■ Text extract ■
P*I*G The 2255 CDR (Jakub-Monika Lampart, self-released, 2018)

A self-released gathering of ten songs that draw from folk, industrial and electronic music. When not delivered like, I dunno, some Death In June demos or something, there are some other ideas afoot here that promise better things, such as ‘Ecstasy’, with its jerkily danceable rhythmic hold and melodic lilt. Elsewhere, abstract sounds pulsate away and could equally assume a stronger position given the chance. Clearly, there are some interesting approaches blended together, but it’s the mutant dance stand also witnessed on ‘A Sex Issue’ that feels like it could reach the furthest. (RJ)



PREENING ‘Greasetrap Frisbee’ 7” (Ever/Never, USA. 2019)

Four potent melds of deep-tone sax skronk, ox-strength angular rhythm pound and blazing grease gun tumult with low-slung vocals shouted like dinner’s ready to those in the next room. It’s a juicy enough noise even if it does make me think of Flipper or No Trend warming up. (RJ)



JORG PRINGER Darkvoice CD (Transacoustic Research, Austria, 2019)

Surprisingly rhythmic collection of pieces by an artist predominantly using his voice as a foundation from which to construct a patchwork of abstract sounds into something more direct. Unlike, say, the work of Jaap Blonk or Harry Partch, however, there’s little here to indicate the source. All semblance of the sound poetry from which Pringer’s work is undeniably a part of is mulched into the kind of music the likes of Autechre have carried off so well. Textural blocks of noise, polyrhythms, woven threads of ravaged gush and the like all converge to create the soundtrack to a damp basement room of a club most people would prefer to steer clear of. If thus inclined, that can be read as a recommendation. (RJ)


PROPAN Trending CD (Sofa, Norway, 2019)

■ Data supplied ■
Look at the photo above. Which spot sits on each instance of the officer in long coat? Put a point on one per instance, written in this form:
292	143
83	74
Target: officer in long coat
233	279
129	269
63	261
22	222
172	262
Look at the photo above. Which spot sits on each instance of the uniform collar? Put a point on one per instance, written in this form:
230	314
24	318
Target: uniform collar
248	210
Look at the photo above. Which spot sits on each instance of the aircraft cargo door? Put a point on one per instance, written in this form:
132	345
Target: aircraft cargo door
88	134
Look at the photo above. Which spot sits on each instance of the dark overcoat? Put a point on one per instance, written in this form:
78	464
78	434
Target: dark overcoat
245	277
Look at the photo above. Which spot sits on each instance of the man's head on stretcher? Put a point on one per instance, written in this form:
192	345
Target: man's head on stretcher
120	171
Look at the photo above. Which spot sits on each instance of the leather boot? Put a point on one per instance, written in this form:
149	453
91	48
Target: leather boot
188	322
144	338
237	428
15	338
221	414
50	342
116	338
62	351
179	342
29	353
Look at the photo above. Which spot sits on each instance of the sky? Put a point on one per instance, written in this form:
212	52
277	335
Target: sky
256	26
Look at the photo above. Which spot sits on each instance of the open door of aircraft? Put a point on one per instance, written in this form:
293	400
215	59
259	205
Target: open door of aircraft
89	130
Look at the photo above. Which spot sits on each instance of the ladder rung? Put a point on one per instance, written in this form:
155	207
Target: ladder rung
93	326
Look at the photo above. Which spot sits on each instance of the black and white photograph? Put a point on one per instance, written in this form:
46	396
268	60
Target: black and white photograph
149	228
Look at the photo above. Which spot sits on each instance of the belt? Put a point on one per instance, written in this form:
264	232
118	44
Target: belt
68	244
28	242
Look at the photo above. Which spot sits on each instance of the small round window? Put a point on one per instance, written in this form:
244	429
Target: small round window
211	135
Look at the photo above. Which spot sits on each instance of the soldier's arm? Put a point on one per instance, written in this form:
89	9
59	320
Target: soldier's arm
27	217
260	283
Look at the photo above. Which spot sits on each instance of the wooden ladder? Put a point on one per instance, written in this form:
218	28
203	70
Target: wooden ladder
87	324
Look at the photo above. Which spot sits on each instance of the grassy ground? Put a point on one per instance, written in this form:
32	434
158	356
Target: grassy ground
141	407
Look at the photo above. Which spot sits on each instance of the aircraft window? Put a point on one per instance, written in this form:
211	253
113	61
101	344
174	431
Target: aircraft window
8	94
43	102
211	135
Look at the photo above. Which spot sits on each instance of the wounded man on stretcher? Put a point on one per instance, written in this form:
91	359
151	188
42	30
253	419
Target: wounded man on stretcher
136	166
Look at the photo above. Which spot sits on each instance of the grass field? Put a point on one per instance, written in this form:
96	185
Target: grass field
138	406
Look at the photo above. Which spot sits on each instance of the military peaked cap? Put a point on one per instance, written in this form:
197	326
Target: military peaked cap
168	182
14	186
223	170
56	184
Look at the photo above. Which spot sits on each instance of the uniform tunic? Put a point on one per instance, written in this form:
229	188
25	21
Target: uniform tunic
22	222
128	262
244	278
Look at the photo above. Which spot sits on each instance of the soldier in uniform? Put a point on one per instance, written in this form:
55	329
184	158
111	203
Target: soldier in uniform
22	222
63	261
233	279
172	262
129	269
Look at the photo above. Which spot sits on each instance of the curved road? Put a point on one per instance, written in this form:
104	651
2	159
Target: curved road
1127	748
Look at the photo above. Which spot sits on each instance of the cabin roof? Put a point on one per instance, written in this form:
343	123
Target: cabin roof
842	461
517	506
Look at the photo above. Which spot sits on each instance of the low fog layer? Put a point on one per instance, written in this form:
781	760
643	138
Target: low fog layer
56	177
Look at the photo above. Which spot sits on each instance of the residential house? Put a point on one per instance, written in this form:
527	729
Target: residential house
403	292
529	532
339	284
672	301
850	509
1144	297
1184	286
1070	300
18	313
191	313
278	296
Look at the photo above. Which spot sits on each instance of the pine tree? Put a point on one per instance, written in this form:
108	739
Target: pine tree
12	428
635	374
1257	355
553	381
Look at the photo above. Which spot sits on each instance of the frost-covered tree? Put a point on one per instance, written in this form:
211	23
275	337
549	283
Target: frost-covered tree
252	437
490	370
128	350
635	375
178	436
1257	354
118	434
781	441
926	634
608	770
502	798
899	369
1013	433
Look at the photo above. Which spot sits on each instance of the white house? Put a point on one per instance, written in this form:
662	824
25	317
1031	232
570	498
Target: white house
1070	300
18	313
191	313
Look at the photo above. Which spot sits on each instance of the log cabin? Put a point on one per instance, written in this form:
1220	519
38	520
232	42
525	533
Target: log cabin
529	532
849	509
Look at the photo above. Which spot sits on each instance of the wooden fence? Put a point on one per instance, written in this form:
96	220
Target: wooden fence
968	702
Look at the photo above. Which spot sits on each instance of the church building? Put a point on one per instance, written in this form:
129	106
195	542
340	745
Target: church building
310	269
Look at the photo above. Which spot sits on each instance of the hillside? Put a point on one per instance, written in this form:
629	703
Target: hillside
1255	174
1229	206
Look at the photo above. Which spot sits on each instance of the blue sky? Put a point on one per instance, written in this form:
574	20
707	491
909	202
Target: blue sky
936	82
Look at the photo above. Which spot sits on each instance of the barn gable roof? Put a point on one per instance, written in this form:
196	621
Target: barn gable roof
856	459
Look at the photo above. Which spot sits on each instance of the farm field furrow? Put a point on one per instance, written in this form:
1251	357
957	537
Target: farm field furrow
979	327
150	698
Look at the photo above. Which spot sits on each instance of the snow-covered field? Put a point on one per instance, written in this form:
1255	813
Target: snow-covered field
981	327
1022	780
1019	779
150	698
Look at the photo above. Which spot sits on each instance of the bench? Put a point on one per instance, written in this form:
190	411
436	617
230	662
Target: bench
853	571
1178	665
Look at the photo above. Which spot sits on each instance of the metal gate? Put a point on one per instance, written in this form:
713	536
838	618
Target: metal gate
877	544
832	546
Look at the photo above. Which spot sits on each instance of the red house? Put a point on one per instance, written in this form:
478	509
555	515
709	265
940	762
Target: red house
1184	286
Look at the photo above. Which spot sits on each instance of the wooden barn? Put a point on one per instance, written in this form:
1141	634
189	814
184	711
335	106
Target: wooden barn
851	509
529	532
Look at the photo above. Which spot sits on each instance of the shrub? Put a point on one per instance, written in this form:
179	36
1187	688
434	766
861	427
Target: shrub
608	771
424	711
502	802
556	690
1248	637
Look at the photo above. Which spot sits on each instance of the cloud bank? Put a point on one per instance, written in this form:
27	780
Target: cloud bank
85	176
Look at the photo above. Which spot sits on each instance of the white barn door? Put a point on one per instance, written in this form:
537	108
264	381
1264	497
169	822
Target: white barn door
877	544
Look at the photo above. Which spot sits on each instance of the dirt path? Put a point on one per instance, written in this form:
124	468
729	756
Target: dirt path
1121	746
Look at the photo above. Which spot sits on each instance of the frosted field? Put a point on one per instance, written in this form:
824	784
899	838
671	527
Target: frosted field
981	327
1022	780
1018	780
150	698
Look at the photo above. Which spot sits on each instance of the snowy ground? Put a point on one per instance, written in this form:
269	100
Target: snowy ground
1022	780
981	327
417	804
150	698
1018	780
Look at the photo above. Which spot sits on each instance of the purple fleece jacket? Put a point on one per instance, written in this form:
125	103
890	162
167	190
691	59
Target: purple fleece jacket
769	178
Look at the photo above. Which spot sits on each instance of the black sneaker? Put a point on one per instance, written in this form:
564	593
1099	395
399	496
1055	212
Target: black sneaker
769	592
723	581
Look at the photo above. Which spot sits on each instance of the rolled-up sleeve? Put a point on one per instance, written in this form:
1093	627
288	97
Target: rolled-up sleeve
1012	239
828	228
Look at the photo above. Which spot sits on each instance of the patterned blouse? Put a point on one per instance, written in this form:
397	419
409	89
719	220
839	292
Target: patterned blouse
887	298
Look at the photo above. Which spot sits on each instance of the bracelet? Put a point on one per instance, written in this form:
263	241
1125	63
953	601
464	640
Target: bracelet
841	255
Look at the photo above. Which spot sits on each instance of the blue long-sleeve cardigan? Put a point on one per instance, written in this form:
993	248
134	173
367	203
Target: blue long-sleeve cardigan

■ Your tasks ■
(a) In the music reviews, which label released Jorg Pringer's Darkvoice CD?
(b) In the entries, duplicate the lines that start at the line containing "the blue long-sleeve" and run through the end of the entries.

■ Solutions below ■
(a) Transacoustic Research, Austria

(b)
Look at the photo above. Which spot sits on each instance of the blue long-sleeve cardigan? Put a point on one per instance, written in this form:
993	248
134	173
367	203
Target: blue long-sleeve cardigan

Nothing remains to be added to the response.